**Passage**
--- START ---
John was the first Norfolk master beekeeper
Norfolk’s first-ever master beekeeper is also a master of publishing as the treasurer of a successful church magazine for several South Norfolk villages. Kevin Gotts reports.
The art of bee-keeping can be traced back for many thousands of years, including references in the Bible and in the Egyptian pyramids. Retired science teacher John Everett, from Rockland St Mary, is one if its modern-day practitioners and lays claim to being Norfolk’s first-ever Master Beekeeper, recognised by the British Beekeepers Association, after passing no fewer than 13 practical and theory exams back in 2009.
John met future wife Ruth in Uganda in 1969 where they were both teaching science. After returning to the UK in 1975, they moved to Rockland St Mary, where they have a small orchard and breed honey bees, sell beekeeping equipment and run beginner’s beekeeping courses. At present they have 30 hives in three sites at home or nearby.
John says he keeps bees because he enjoys the hobby: “This is beneficial to the environment, as bees help pollinate some flowering plants, honey sales helps pay for the hobby and lots of beekeepers come to their shop for equipment, advice and a chat. During Covid-19 some of the chats have lasted a long time!”
--- END ---
**Data extracts**
--- START ---
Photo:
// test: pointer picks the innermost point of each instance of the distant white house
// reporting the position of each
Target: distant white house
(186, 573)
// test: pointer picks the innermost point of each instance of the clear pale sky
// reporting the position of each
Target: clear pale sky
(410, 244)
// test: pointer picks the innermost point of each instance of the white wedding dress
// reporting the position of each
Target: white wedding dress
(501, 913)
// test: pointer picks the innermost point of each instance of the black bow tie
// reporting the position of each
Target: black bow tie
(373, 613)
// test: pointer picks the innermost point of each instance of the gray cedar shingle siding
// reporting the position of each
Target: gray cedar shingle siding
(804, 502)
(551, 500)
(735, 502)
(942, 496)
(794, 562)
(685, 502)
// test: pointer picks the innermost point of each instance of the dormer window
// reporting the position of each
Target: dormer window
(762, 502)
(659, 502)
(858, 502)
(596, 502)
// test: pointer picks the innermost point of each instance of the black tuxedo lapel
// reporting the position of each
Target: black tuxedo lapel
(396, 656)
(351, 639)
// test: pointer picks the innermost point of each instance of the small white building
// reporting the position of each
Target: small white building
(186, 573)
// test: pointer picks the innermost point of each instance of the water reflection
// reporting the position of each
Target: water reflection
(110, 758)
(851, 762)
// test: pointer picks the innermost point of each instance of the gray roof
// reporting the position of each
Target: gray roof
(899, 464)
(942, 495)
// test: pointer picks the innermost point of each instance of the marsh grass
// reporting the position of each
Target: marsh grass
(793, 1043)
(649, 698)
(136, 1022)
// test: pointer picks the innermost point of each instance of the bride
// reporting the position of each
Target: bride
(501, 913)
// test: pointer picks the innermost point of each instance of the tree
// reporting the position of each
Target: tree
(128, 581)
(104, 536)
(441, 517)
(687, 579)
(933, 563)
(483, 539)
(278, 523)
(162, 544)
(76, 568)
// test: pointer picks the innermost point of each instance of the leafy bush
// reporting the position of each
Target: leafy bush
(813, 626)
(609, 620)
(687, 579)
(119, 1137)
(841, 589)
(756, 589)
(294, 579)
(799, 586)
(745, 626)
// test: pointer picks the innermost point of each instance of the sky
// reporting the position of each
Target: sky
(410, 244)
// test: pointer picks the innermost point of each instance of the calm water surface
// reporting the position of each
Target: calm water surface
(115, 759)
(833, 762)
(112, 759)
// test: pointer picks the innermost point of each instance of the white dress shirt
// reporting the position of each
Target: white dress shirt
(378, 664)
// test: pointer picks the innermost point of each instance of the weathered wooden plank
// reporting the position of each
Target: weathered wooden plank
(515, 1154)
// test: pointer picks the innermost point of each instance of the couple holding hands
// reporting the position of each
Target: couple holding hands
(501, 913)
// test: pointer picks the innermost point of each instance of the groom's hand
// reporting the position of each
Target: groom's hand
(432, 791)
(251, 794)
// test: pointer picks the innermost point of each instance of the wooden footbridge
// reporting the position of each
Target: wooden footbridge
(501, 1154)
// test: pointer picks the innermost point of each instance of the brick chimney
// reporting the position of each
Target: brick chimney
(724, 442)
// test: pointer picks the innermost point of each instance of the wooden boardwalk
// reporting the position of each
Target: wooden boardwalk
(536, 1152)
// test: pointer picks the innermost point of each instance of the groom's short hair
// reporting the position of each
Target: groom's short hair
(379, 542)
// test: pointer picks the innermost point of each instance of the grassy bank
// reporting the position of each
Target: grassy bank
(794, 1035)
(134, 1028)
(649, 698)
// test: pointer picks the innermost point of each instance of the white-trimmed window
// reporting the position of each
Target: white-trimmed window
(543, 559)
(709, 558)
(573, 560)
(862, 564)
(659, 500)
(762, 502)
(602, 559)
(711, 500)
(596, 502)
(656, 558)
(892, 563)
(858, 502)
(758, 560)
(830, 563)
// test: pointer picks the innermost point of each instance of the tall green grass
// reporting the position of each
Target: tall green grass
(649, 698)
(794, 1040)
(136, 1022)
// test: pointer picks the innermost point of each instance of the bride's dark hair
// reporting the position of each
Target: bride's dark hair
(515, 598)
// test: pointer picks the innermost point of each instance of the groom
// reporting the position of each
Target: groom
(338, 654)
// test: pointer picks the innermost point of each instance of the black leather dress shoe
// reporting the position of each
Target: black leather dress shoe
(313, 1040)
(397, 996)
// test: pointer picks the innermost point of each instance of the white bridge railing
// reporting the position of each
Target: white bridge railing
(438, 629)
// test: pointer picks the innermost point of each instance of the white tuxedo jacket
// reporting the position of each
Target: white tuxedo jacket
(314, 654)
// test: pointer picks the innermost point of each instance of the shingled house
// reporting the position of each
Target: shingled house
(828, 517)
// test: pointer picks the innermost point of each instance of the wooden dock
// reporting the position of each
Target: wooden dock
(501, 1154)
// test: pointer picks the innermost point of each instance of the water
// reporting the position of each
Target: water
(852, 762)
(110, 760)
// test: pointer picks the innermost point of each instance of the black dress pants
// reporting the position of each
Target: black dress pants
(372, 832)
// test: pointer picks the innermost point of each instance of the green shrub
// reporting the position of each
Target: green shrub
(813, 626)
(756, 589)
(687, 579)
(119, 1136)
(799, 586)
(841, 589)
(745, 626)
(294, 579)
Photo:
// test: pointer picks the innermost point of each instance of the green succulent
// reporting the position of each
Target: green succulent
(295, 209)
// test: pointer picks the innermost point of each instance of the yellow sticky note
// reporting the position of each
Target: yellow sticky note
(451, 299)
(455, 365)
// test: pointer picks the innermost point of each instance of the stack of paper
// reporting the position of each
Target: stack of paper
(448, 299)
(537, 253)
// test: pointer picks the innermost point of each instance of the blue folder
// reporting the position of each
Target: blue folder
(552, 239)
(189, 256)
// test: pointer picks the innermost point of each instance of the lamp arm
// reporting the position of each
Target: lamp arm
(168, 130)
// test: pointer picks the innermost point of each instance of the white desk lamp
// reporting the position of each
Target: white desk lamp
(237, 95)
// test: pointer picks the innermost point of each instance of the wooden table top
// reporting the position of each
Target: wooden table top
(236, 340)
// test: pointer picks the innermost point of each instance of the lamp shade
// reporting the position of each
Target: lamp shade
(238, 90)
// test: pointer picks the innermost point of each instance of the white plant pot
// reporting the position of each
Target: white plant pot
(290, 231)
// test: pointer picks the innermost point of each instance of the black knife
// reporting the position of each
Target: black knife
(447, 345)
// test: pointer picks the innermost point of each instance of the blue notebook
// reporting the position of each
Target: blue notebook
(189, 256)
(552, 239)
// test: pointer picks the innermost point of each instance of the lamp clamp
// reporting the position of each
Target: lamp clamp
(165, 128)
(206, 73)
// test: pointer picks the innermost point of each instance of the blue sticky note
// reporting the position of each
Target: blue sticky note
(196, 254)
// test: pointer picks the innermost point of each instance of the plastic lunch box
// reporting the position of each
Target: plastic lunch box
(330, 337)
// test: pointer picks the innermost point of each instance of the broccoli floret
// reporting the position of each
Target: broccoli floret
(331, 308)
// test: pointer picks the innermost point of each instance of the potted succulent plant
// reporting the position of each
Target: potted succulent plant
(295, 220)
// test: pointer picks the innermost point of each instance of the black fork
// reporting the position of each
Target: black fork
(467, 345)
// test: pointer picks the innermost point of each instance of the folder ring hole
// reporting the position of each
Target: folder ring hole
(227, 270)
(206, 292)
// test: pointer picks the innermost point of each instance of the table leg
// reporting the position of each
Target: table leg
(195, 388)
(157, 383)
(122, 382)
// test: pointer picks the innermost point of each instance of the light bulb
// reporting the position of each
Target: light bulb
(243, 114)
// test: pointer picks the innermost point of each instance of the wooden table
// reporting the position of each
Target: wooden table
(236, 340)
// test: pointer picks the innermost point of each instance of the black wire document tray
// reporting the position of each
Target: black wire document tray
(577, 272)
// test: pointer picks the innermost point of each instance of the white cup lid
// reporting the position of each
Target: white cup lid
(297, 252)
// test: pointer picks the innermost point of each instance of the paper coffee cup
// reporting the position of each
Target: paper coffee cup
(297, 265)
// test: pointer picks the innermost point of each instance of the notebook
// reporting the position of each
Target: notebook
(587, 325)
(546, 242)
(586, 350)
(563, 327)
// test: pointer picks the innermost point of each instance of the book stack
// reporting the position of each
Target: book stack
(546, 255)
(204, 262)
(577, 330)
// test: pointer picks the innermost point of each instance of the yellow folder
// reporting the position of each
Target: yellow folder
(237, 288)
--- END ---
**What this exercise asks**
**1.** Answer these questions about the beekeeping article:
(a) How many exams did John Everett pass to become a Master Beekeeper?
(b) In which country did John meet Ruth?
(c) How many hives do they have at present?
**2.** Please carry on the beekeeping article from its last sentence.
The entries have no connection to the beekeeping article.

**Answers for each item**
**1.**
(a) 13
(b) Uganda
(c) 30

**2.**
Unfortunately, with social distancing the beginner’s courses have not run in 2020.
“Beekeeping has been practised for very many thousands of years. There are stories of honey being found in the pyramids, and in the Bible references are made to the sweetness of honey and honeycomb and the venom of swarming bees.
“Bees rarely sting when swarming but swarms in flight sound ferocious,” explained John.
“Bees are a group of insects that feed entirely on plants. Their source of protein, used mainly for growth, is pollen, the male sex cells of plants. Nectar, a sugary solution to attract insects, is their main source of energy-giving carbohydrates.
“One of the biggest disadvantages of beekeeping surrounded by arable farms is the lack of wild plants. Bees need a succession of flowers through the spring, summer and autumn to feed their colonies and make a surplus of honey/food for the winter when they cannot forage,” said John.
John’s neighbours are paid to grow crops and weeds compete with crops, so are destroyed by herbicides. The lack of food sources also affects other wild animals like many of the smaller birds, he says.
“This year, some of the city beekeepers have been much more successful than country beekeepers,” says John, as there is a much bigger variety of plants in urban and city gardens.
John was invited to help beekeepers in Uganda in 2010 and says: “Beekeeping in Africa needs to be cheap to establish but honey can be a useful dietary addition as well as a source of income. Candles made out of beeswax gave the local people a source of light as most country homes did not have electricity.”
“All foraging bees accidentally pollinate flowers when they gather nectar and pollen,” explains John. “We are not totally dependent on honey bees as solitary bees and bumble bees do a lot of pollinating.”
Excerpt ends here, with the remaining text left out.